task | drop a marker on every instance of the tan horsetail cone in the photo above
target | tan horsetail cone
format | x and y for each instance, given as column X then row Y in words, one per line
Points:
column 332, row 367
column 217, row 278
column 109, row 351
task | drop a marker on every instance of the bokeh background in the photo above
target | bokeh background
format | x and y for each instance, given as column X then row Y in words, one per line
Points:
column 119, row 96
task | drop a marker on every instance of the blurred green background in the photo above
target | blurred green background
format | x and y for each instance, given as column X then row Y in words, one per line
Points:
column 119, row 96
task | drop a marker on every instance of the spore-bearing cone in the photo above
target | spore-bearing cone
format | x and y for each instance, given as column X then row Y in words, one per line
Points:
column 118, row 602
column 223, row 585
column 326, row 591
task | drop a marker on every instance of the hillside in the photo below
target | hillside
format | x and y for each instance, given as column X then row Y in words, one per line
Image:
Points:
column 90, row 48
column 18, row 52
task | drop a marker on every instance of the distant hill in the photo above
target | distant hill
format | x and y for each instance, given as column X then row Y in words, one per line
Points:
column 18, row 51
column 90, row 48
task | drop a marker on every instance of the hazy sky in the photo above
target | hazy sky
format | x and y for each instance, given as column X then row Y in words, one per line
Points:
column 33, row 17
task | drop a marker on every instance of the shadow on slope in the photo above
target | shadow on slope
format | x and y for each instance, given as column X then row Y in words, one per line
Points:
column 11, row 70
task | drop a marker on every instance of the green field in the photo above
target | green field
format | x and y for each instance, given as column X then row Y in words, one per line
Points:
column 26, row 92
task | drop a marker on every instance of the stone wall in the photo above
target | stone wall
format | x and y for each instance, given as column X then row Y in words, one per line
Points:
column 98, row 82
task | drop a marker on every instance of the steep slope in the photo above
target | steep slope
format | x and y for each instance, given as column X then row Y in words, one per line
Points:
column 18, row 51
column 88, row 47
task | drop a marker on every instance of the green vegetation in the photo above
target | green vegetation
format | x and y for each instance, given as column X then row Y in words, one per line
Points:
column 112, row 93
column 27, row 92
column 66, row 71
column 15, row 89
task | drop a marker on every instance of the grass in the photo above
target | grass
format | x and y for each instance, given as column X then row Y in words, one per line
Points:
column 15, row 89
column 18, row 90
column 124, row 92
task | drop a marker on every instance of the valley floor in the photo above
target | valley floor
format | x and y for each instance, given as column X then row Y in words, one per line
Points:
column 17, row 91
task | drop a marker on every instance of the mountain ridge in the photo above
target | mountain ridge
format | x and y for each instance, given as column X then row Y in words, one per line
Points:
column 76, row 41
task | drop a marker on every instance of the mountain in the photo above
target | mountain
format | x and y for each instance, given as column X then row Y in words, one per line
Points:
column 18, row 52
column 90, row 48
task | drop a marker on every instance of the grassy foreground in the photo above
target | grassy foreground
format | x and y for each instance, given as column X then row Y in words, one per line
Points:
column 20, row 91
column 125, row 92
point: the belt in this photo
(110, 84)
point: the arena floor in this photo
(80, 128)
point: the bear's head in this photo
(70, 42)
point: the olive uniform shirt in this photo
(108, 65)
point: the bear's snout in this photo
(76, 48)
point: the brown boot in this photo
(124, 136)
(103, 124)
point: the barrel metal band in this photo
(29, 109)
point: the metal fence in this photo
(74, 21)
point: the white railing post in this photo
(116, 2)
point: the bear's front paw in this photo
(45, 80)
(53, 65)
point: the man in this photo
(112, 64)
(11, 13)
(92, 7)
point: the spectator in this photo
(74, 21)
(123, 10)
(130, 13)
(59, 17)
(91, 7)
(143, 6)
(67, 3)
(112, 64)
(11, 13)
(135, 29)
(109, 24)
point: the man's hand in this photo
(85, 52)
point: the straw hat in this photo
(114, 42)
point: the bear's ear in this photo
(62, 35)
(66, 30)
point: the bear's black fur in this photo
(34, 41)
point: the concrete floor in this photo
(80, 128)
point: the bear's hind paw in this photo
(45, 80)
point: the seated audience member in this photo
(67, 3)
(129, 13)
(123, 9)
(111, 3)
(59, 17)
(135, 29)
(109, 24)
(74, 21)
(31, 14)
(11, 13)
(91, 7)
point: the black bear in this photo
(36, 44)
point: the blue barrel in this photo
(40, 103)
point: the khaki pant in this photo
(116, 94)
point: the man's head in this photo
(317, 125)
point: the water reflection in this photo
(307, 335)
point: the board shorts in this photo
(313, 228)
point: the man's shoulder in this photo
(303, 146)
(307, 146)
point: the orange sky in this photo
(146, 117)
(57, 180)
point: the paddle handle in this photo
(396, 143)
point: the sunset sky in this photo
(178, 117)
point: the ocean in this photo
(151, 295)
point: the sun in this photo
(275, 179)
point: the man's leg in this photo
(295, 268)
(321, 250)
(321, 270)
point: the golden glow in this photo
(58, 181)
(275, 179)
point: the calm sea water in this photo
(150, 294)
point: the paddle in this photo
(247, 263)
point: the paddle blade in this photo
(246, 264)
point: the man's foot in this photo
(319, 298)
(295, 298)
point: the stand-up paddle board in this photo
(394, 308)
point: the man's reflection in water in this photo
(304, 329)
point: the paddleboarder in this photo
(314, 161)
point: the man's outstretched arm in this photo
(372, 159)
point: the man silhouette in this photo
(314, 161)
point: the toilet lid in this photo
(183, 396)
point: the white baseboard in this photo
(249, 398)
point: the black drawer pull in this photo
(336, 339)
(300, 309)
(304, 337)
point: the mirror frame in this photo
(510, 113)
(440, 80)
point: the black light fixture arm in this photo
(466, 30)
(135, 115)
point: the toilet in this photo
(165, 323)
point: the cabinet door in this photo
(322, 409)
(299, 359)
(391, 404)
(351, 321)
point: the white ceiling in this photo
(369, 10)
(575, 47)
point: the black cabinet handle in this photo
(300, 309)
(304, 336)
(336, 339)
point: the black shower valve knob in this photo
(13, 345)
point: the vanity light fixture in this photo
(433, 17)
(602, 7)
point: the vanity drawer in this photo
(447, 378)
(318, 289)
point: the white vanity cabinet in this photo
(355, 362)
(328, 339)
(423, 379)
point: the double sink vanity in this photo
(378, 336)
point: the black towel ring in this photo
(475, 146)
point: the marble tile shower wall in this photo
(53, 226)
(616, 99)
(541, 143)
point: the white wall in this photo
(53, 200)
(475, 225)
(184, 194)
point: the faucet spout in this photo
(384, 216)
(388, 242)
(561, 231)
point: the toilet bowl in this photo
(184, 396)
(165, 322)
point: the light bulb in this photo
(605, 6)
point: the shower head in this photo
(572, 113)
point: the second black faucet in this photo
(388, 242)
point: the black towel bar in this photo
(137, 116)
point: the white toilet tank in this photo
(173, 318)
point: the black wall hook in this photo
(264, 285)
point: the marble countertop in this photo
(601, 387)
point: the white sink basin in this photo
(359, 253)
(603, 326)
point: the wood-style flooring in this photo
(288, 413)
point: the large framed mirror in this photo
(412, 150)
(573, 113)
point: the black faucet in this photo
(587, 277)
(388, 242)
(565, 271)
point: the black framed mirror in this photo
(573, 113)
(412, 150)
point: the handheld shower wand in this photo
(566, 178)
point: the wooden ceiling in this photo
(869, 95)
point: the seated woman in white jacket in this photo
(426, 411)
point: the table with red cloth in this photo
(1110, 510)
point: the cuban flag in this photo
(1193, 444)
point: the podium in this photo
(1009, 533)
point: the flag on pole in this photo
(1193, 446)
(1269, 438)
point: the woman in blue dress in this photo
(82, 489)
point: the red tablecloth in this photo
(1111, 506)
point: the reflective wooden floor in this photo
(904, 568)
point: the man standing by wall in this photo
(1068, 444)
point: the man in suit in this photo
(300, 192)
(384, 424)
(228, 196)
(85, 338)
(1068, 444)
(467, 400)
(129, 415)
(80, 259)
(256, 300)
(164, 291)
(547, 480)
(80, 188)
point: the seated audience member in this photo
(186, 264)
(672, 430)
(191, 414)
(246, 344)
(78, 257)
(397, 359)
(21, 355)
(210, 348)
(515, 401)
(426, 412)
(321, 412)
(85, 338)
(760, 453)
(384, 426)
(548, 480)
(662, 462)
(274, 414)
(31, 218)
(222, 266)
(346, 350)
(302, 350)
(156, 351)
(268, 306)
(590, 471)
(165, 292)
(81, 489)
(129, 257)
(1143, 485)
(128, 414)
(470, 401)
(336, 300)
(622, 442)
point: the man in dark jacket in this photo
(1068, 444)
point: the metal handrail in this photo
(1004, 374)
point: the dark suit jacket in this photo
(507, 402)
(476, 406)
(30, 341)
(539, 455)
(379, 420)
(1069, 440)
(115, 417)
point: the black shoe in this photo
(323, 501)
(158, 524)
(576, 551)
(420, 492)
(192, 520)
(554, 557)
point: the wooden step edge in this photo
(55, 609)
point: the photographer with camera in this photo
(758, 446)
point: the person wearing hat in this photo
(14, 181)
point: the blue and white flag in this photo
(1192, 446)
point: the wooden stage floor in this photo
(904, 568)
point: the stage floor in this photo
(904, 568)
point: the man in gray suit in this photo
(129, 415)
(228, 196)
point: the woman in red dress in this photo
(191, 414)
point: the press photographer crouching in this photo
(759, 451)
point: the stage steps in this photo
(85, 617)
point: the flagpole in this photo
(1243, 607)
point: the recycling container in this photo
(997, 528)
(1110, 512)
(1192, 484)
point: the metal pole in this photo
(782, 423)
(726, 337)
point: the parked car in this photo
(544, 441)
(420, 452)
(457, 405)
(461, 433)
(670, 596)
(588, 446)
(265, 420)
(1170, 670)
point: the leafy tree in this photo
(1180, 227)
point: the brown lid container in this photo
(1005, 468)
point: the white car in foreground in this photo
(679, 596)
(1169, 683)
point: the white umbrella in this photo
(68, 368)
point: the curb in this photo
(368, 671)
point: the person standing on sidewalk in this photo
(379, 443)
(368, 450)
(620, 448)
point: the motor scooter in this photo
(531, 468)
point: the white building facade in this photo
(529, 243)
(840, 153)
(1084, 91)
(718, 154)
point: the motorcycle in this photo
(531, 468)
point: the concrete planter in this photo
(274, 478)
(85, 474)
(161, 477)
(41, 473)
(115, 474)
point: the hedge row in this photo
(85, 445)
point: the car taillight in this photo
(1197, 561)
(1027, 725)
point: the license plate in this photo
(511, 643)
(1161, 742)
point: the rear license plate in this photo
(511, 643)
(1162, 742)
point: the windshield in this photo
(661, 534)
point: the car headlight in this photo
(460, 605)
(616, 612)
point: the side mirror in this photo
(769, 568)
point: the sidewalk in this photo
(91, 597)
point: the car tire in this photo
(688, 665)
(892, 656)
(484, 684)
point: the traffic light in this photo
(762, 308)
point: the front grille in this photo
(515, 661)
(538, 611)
------------------------
JOB
Find the line containing "point: the car taillight in this photo", then output it and every line after it to the end of the data, exactly.

SOLVED EXERCISE
point: the car taillight in this photo
(1197, 561)
(1027, 725)
point: the license plate in this photo
(511, 643)
(1161, 742)
point: the rear license plate in this photo
(511, 643)
(1162, 742)
point: the windshield in this photo
(661, 534)
point: the car headlight in this photo
(460, 605)
(616, 612)
point: the side mirror in this photo
(769, 568)
point: the sidewalk in this photo
(91, 597)
point: the car tire in this photo
(688, 665)
(892, 656)
(484, 684)
point: the traffic light in this photo
(762, 308)
point: the front grille in this photo
(515, 661)
(538, 611)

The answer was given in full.